BEGIN Records supplied
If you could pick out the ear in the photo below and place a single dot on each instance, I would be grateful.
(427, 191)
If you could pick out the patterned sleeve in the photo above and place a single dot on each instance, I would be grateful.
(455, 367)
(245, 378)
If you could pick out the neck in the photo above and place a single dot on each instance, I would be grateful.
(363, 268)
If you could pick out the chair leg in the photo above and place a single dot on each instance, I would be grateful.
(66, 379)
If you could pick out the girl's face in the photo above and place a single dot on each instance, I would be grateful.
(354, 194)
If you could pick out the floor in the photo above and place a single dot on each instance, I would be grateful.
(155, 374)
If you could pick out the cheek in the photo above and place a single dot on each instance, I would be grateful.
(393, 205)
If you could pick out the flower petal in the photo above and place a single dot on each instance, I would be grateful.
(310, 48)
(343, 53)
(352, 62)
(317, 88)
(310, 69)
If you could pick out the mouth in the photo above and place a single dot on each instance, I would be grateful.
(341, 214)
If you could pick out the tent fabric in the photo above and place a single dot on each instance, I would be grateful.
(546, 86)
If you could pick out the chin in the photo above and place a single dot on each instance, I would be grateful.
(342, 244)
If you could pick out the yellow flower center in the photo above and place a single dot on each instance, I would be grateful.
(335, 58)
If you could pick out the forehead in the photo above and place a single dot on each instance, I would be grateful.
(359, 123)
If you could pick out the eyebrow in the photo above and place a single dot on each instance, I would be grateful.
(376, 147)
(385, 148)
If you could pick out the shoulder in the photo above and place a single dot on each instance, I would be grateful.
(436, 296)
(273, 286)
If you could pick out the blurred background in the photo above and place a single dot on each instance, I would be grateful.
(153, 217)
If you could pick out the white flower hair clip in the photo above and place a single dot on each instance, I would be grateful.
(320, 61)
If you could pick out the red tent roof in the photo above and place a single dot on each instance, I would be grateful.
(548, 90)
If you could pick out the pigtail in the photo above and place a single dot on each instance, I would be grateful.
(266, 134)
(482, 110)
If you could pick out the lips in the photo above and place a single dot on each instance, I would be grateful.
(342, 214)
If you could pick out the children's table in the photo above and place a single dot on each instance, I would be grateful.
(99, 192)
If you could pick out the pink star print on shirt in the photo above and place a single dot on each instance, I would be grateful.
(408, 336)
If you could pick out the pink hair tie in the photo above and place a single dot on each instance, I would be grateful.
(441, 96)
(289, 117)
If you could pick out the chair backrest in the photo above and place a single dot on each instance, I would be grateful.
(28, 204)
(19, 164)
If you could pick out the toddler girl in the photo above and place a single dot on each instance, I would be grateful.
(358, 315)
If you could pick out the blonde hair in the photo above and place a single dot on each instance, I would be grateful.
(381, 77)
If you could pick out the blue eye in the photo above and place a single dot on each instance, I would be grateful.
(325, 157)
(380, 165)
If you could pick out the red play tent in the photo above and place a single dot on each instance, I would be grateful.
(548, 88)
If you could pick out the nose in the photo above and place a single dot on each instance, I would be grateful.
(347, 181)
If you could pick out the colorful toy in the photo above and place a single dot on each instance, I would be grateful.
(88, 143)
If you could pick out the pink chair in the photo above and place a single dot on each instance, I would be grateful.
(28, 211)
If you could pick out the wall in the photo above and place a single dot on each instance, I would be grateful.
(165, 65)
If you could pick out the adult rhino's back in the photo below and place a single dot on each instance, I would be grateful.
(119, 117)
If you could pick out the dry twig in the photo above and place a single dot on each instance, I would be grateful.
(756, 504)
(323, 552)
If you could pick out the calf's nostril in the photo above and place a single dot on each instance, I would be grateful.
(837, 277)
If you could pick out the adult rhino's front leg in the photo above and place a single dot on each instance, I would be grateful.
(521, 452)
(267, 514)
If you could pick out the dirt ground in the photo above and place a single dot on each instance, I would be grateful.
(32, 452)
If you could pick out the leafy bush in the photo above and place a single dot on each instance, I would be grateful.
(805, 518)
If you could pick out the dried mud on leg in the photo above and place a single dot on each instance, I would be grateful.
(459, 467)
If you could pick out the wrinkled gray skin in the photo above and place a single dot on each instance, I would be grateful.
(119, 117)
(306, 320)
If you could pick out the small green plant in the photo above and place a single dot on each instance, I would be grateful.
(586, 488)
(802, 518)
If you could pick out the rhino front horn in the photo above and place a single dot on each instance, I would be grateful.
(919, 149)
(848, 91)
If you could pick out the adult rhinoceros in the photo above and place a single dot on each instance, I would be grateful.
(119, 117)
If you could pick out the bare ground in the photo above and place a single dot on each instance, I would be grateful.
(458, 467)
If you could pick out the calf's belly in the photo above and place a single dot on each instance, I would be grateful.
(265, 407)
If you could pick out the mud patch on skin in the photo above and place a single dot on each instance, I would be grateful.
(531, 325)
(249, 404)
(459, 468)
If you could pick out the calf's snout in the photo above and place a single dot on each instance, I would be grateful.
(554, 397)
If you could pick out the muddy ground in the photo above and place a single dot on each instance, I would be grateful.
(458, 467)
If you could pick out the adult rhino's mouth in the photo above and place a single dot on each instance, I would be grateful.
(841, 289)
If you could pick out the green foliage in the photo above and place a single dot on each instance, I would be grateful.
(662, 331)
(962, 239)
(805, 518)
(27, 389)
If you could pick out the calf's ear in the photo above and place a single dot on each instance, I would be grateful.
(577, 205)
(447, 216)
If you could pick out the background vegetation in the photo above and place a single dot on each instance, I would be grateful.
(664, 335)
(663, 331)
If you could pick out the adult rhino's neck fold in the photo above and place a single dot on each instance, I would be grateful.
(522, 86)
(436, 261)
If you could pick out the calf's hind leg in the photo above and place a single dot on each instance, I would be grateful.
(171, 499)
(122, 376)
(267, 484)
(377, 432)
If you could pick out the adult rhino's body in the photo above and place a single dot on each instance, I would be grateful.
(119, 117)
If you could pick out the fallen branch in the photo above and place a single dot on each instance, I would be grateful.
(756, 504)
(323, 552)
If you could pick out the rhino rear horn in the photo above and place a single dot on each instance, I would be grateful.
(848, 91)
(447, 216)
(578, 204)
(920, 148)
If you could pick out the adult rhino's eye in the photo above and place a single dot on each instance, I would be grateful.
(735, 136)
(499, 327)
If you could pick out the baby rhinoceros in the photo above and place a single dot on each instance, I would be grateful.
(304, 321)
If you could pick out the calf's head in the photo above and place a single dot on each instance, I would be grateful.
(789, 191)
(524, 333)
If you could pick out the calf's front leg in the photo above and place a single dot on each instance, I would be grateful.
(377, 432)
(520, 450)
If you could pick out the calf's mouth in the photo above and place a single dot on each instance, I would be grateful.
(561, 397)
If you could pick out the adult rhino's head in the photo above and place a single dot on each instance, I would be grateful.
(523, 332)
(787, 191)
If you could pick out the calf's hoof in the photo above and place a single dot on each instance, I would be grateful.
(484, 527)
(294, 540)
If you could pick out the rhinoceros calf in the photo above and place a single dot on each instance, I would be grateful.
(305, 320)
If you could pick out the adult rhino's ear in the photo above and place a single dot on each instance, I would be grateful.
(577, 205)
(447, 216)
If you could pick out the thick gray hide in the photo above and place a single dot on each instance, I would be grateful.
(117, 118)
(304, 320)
END Records supplied
[Written task] Reproduce each entry word for word.

[Task response]
If you could pick out the ear in the photo below and place a single dot on each instance, I would be grateful.
(427, 191)
If you could pick out the patterned sleeve in the photo above and place a single dot on each instance, I would be grateful.
(455, 367)
(245, 378)
If you could pick out the neck in the photo above and place a single dot on each instance, I would be grateful.
(363, 268)
If you could pick out the chair leg in the photo above and place a single dot on each instance, I would be grateful.
(66, 379)
If you could pick out the girl's face in the photo above and place a single dot on each instance, I would be grateful.
(354, 194)
If you could pick out the floor in the photo above and place a single dot on each instance, I would be grateful.
(155, 374)
If you could pick out the cheek in the photo above and place a single dot on each instance, I would be grateful.
(393, 205)
If you could pick out the flower petal in the photo above and place a single dot on each instance, I would be grateful.
(310, 48)
(343, 53)
(352, 62)
(317, 88)
(310, 69)
If you could pick out the mouth in the photo above and place a single dot on each instance, I would be grateful.
(341, 214)
If you could pick out the tent fabric in the photo above and place a single dot on each instance, I would be grateful.
(546, 86)
If you could pick out the chin in the photo above and place a single dot on each instance, I would be grateful.
(342, 244)
If you could pick out the yellow flower center in the photo above and place a single dot on each instance, I would be grateful.
(335, 58)
If you could pick out the forehead in the photo above and place a single dot on each instance, I would be grateful.
(359, 123)
If you could pick out the eyebrow in the photo above and place a single dot on each instance, I would be grateful.
(376, 147)
(385, 148)
If you could pick out the shoulder in the photo above and place a single dot on each instance, I would be grateful.
(436, 296)
(273, 286)
If you could pick out the blurred background in the photo above and place a single dot on each instance, I would be grateful.
(153, 217)
If you could pick out the white flower hair clip in the photo above and place a single dot on each instance, I would be grateful.
(320, 61)
If you could pick out the red tent roof in the photo above and place a single dot on each instance, I would be grateful.
(548, 90)
If you could pick out the pigtail in the photo above and place a single dot on each instance, I would be grateful.
(266, 134)
(482, 110)
If you could pick out the lips in the photo above and place a single dot on each instance, I would be grateful.
(342, 214)
If you could pick out the children's table in the photo above and place a single dot on each instance, I would be grateful.
(99, 192)
If you could pick out the pink star print on shirt in the photo above and place a single dot on each instance, I would be grateful.
(408, 336)
If you could pick out the pink hair tie in the photo above and place a single dot on each instance, I would be grateful.
(441, 96)
(289, 117)
If you could pick out the chair backrest in the photo above and place a single dot on each instance, I would be grateful.
(28, 204)
(19, 164)
If you could pick out the toddler girl in the photo above and place a single dot on each instance, I would be grateful.
(358, 315)
If you could pick out the blonde hair in the photo above and place a single dot on each instance, I would be grateful.
(381, 77)
If you could pick out the blue eye in the photo above and place a single dot on each instance, I would be grateful.
(325, 157)
(380, 165)
If you could pick out the red play tent in the photo above and place a single dot on each instance, I would be grateful.
(548, 88)
If you could pick out the nose in the photo above and place a single dot on each instance, I would be grateful.
(347, 181)
If you could pick out the colorful toy in the photo above and place a single dot on each instance, I would be grateful.
(88, 143)
If you could pick out the pink chair in the photo above and place a single dot on each instance, I would be grateful.
(28, 211)
If you could pick out the wall in the photo above and place a single dot on each instance, I would be grateful.
(165, 65)
If you could pick out the adult rhino's back in the photo below and place a single dot on each instance, I would be grateful.
(119, 117)
If you could pick out the dry twig in the photo above and place a single dot on each instance, I would be grateful.
(756, 504)
(323, 552)
If you could pick out the calf's nostril in the photo above and place a single dot on each instance, I would be grateful.
(837, 277)
If you could pick out the adult rhino's front leg in the photo above and place a single dot on each instance, I would be grateful.
(521, 452)
(267, 514)
If you could pick out the dirt ground in the photo above and place a single dot on each instance, I would be grateful.
(32, 452)
If you could pick out the leafy bush in the photo above and place a single dot on each instance, I would be grateful.
(805, 518)
If you could pick out the dried mud on leg in the photo above and place a single dot on each instance, I would be grateful.
(459, 467)
If you could pick out the wrinkled gray skin in the photo above and place a single dot on each instance, I would be grateful.
(119, 117)
(306, 320)
If you could pick out the small green plant in the photo above and place a single dot on each instance, I would be grateful.
(586, 488)
(802, 518)
If you could pick out the rhino front horn in the photo above and place a single dot on each instance, I would be grateful.
(919, 149)
(848, 91)
If you could pick out the adult rhinoceros in the photo above and place a single dot on each instance, I would be grateful.
(119, 117)
If you could pick out the bare ground in the photo above and place a single dot on each instance, I would be grateful.
(458, 467)
If you could pick out the calf's belly in the photo above and place a single dot on each instance, I would be grateful.
(265, 407)
If you could pick out the mud patch on skin in the photo above and place a single dot on each instance, I would be grateful.
(531, 325)
(249, 404)
(459, 468)
If you could pick out the calf's snout in the photo above and place a single dot on each instance, I would be grateful.
(554, 397)
If you could pick out the muddy ground in the photo above and place a single dot on each instance, I would be grateful.
(458, 467)
If you could pick out the adult rhino's mouth in the photo above and place a single dot on each instance, I would be grateful.
(841, 289)
If you could pick out the green foliage in the photo above and place a single dot on each instance, I would be grateful.
(662, 331)
(962, 239)
(805, 518)
(27, 389)
If you could pick out the calf's ear in the photo above and place a single dot on each instance, I would be grateful.
(577, 205)
(447, 216)
If you could pick out the background vegetation in the photo above and place a single dot on each instance, I would be grateful.
(664, 335)
(663, 331)
If you could pick out the adult rhino's neck fold in the photo above and place a single dot on each instance, I would be grateful.
(522, 86)
(436, 261)
If you could pick out the calf's hind leg in the photo above and place a single dot on each instance, I would be grateful.
(171, 499)
(122, 376)
(267, 484)
(377, 432)
If you could pick out the adult rhino's body in the photo above and place a single dot on each instance, I would be grateful.
(119, 117)
If you could pick out the fallen branch in the photo above and place a single dot on each instance, I would be grateful.
(756, 504)
(323, 552)
If you could pick out the rhino rear horn in the photo above and place a single dot on each instance, I would be grateful.
(848, 91)
(447, 216)
(578, 204)
(920, 148)
If you could pick out the adult rhino's eye in the photo above and place a single dot on each instance, I would be grateful.
(735, 136)
(499, 327)
If you could pick out the baby rhinoceros in the photo above and place a single dot on each instance, I would be grateful.
(304, 321)
If you could pick out the calf's head in the photo above and place a single dot on each instance, I would be grateful.
(789, 191)
(524, 333)
If you could pick out the calf's front leg in the photo above and place a single dot on each instance, I would be grateful.
(377, 432)
(520, 450)
If you could pick out the calf's mouth in the photo above and place a single dot on each instance, I would be grateful.
(561, 397)
If you could pick out the adult rhino's head in the photo above and place a single dot on each instance, I would be grateful.
(523, 332)
(787, 191)
If you could pick out the calf's hoof in the photo above and place a single dot on each instance, I would be grateful.
(484, 527)
(294, 540)
If you could pick out the rhinoceros calf in the photo above and place a single dot on each instance, I would be grateful.
(305, 320)
If you could pick out the adult rhino's ear in the photo above and place a single dot on each instance, I would be grateful.
(577, 205)
(447, 216)
If you could pick out the thick gray hide in the photo above and place a single dot on each instance, I would be grateful.
(117, 118)
(304, 320)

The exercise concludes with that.